(Stored data)

####

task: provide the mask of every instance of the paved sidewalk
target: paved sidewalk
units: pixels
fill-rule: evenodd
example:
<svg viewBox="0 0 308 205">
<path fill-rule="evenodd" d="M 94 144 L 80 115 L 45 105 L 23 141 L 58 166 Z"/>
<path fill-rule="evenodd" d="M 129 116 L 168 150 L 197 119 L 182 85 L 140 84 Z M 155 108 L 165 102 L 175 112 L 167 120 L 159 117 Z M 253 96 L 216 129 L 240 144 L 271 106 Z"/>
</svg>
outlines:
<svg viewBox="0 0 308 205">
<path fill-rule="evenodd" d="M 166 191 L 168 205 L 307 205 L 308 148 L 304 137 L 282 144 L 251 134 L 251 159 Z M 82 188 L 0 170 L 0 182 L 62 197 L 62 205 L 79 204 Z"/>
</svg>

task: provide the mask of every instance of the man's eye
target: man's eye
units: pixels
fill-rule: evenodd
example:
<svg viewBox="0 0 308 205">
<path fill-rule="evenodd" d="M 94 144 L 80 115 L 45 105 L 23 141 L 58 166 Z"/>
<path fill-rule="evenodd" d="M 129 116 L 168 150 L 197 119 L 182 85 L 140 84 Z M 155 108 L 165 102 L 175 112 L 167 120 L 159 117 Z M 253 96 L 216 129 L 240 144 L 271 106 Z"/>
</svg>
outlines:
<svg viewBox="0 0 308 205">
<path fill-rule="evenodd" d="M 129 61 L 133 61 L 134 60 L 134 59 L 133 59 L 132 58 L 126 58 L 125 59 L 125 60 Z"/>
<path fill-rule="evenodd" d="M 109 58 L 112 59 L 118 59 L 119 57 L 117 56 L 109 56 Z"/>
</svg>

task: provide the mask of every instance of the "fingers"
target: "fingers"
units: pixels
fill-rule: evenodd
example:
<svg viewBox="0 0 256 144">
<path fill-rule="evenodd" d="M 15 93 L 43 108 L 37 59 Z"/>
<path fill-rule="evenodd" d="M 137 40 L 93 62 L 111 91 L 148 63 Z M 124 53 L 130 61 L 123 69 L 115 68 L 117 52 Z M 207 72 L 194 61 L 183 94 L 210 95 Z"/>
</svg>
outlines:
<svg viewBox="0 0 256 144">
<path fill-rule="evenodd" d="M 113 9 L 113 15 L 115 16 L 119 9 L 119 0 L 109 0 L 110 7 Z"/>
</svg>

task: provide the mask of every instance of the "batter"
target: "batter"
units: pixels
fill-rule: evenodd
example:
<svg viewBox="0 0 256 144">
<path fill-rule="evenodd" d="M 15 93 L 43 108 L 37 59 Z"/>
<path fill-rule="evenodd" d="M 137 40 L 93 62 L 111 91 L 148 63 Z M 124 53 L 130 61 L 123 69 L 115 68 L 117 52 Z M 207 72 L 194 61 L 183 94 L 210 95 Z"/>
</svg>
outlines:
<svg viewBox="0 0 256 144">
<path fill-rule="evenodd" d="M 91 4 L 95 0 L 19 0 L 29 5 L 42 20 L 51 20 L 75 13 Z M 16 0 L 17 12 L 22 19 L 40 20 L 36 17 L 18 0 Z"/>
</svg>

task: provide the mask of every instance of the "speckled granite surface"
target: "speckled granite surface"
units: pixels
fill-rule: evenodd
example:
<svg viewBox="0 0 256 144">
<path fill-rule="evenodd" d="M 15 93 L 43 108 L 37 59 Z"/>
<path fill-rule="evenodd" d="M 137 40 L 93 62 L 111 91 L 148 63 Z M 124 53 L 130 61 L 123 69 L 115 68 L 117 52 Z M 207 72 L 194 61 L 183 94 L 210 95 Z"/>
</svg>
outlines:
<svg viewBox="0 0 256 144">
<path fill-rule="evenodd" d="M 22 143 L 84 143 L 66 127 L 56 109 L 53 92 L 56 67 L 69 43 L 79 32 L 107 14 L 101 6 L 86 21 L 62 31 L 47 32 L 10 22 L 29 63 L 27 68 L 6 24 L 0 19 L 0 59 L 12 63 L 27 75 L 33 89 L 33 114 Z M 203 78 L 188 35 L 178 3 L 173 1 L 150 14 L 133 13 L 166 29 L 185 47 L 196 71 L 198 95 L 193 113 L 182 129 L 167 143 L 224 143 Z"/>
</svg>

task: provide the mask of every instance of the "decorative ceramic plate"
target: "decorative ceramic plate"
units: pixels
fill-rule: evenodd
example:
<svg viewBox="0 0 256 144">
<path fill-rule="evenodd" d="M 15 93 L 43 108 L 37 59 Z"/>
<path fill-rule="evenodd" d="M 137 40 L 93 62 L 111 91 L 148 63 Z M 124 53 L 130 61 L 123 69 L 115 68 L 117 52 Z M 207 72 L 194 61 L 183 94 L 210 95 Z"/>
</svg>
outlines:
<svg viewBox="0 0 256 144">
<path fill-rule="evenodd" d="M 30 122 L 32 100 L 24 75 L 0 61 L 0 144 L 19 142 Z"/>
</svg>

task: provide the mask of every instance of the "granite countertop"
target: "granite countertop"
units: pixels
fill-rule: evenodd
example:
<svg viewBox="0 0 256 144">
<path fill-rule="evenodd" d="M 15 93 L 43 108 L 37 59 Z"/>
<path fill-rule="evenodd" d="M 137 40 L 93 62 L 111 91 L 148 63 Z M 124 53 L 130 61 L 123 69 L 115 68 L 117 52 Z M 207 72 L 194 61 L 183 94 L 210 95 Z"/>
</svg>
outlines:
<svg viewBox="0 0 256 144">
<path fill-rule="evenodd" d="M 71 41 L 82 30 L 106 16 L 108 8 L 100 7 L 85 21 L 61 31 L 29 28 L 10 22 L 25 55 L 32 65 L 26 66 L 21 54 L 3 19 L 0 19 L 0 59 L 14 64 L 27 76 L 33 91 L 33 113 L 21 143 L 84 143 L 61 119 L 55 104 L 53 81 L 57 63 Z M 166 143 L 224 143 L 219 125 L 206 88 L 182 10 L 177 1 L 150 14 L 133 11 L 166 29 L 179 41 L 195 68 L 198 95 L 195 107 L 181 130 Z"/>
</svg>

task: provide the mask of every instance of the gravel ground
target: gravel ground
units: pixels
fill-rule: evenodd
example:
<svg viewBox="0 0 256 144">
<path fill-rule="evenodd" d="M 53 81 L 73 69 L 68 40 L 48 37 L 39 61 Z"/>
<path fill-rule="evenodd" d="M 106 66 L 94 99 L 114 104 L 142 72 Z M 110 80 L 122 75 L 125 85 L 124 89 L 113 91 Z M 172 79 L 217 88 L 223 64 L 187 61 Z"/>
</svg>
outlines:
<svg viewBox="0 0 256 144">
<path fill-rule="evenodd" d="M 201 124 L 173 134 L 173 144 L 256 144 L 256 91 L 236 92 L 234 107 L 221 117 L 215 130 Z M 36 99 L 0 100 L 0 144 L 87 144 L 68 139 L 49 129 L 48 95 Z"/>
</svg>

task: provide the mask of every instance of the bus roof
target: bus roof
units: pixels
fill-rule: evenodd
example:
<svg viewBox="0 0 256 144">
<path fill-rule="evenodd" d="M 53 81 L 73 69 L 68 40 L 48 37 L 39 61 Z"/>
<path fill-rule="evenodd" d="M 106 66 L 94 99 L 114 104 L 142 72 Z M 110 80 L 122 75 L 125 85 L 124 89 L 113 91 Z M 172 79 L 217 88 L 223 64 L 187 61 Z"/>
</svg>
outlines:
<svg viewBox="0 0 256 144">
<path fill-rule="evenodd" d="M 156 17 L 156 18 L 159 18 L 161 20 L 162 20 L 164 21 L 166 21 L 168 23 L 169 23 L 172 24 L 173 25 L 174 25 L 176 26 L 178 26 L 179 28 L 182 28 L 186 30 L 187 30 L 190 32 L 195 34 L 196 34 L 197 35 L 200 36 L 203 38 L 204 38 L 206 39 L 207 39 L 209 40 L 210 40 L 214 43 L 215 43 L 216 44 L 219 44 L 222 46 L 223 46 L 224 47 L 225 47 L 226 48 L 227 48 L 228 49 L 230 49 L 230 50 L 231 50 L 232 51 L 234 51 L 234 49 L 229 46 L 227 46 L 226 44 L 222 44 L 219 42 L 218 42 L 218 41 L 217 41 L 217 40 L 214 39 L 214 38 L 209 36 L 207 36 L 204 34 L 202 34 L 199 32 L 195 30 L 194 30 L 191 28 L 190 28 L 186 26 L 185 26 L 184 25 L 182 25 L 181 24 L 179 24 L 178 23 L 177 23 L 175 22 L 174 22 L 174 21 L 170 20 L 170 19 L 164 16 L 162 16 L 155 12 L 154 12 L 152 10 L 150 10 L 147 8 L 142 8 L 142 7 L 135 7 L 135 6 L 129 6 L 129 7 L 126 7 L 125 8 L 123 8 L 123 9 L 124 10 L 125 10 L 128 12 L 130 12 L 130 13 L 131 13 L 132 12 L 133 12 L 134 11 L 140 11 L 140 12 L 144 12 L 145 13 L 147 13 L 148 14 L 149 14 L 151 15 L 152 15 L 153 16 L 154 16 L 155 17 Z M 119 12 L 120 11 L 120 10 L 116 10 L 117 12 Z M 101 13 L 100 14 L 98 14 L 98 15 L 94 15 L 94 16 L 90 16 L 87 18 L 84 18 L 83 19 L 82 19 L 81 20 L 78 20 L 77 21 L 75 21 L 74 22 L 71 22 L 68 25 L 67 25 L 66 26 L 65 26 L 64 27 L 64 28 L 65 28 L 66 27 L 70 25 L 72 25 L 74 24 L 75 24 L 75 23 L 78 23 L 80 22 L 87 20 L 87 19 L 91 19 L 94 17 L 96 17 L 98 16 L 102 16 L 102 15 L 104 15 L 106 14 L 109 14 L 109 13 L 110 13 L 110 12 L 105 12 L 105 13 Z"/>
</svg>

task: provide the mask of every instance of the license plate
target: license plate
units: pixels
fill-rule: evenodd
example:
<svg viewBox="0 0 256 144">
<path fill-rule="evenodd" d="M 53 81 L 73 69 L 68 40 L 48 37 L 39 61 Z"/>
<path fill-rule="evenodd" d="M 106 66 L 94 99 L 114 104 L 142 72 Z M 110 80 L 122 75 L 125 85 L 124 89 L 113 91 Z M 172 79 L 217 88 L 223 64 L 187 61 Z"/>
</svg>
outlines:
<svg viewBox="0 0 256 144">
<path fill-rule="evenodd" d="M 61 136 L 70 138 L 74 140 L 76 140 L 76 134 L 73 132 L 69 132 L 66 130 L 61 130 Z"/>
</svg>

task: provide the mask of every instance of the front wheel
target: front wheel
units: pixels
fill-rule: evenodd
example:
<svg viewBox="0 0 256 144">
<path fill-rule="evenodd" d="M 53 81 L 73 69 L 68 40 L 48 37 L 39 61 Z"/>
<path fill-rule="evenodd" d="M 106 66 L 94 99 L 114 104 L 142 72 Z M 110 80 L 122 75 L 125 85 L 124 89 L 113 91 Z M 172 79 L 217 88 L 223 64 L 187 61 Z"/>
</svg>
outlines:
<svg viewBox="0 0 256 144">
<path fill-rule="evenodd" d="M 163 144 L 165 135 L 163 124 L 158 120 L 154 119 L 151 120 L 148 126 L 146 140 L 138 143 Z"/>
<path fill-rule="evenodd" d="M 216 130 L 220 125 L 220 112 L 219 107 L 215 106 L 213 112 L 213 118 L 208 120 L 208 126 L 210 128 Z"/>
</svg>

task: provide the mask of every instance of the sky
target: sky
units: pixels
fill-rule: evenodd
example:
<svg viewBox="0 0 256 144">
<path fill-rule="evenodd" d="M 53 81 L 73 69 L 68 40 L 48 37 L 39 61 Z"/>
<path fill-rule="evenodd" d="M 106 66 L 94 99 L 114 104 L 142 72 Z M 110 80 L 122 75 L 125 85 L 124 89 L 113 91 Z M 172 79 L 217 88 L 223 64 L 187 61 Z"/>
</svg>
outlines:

####

■ Directions for this task ■
Print the lines of the listing above verbatim, from the line containing "task: provide the mask of every instance of the sky" up to and including the last line of the listing.

■ Finished task ■
task: provide the mask of every instance of the sky
target: sky
units: pixels
fill-rule: evenodd
example:
<svg viewBox="0 0 256 144">
<path fill-rule="evenodd" d="M 53 81 L 73 69 L 68 40 L 48 37 L 39 61 Z"/>
<path fill-rule="evenodd" d="M 106 66 L 94 99 L 114 104 L 142 72 Z M 110 80 L 122 75 L 125 85 L 124 89 L 113 91 Z M 172 79 L 217 88 L 223 64 L 187 61 Z"/>
</svg>
outlines:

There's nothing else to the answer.